**Prompt 1:**
Below, how many lines of the records contain the string "herb"? Give only the number.

**Quoted passage:**
= = =
As is traditional, this blog covers our previous major event, goes talks a bit about our experience and what we showed. This time it's E3, possibly the biggest gaming event of the year and the first time we've ever attended with our own booth. Our reveal was Mount & Blade II: Bannerlord's siege gameplay, which came in the form of this trailer and the extended gameplay video below.
Our video begins with the deployment phase, where the player is able to place an array of siege equipment among various fixed positions outside the castle, to prepare the assault. During this phase, it is also possible to arrange troops in formations, and make full use of the order screen, which allows for splitting and merging of formations, in addition to some more detailed options including spread and ranged behaviour etc. This enables you to cater your approach, when deciding how to assault a castle, based on, for instance, the shape of its walls or troop composition of the defending forces.
The equipment you place is built, beforehand, on the overland map. Ladders are built by default, as part of a preparation period required when beginning any siege, and are always available, but lack protection; Battering Rams take extra time and can offer you a fight on even ground, but must be pushed into position and still require you to break through the inner gate with regular weapons; taking the longest to construct and reach the walls, the Siege Tower makes up for its costs by offering a direct route onto the walls, across a level platform. As a player, it is up to you to decide how much time to spend on these, under the pressure of wage costs and food management, as well as the chance a reinforcing enemy army will arrive.
We haven't defined any rules about what works and what doesn't in a siege battle, so really it will be up to players to innovate and explore different strategies to find those most effective. For instance, if your plan hinges on getting a siege tower into position, in order to give your heavy infantry an even footing in the melee, you might want to focus on dealing with the archers that have the best view of your men trying to push it, or that fire ballista, which threatens to leave your ambitions of conquest in a burning ruin.
= = =
**Image entries on named regions:**
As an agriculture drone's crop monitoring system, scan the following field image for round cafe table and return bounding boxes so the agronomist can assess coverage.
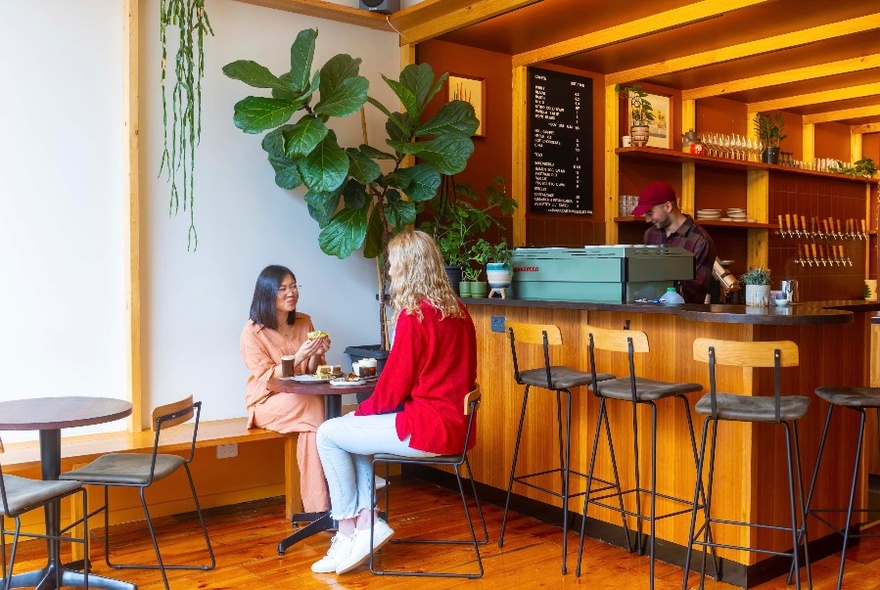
[0,396,137,590]
[268,378,377,556]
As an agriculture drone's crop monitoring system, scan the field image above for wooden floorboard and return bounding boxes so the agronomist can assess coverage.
[5,479,880,590]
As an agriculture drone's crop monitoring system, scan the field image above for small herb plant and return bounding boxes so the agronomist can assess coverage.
[754,113,788,147]
[739,266,770,285]
[614,84,654,127]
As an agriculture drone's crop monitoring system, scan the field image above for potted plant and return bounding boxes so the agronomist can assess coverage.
[754,113,788,164]
[614,84,654,147]
[223,29,479,350]
[739,266,770,306]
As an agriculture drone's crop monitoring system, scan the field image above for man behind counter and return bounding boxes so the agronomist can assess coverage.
[632,182,715,303]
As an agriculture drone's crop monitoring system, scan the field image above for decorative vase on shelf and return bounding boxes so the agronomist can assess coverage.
[746,285,770,307]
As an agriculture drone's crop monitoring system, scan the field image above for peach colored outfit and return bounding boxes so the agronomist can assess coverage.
[241,312,330,512]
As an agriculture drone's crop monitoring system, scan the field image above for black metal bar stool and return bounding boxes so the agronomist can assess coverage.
[498,322,613,574]
[576,326,703,588]
[804,387,880,590]
[681,338,813,590]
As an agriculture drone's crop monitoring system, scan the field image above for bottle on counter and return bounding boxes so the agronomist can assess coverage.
[660,287,684,305]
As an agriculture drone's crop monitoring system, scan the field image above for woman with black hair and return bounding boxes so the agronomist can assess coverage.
[241,265,330,512]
= = =
**Prompt 2:**
From the post on siege gameplay above, return everything from "As is traditional, this" down to "gameplay video below.", copied word for word.

**Complete output 1:**
1

**Complete output 2:**
As is traditional, this blog covers our previous major event, goes talks a bit about our experience and what we showed. This time it's E3, possibly the biggest gaming event of the year and the first time we've ever attended with our own booth. Our reveal was Mount & Blade II: Bannerlord's siege gameplay, which came in the form of this trailer and the extended gameplay video below.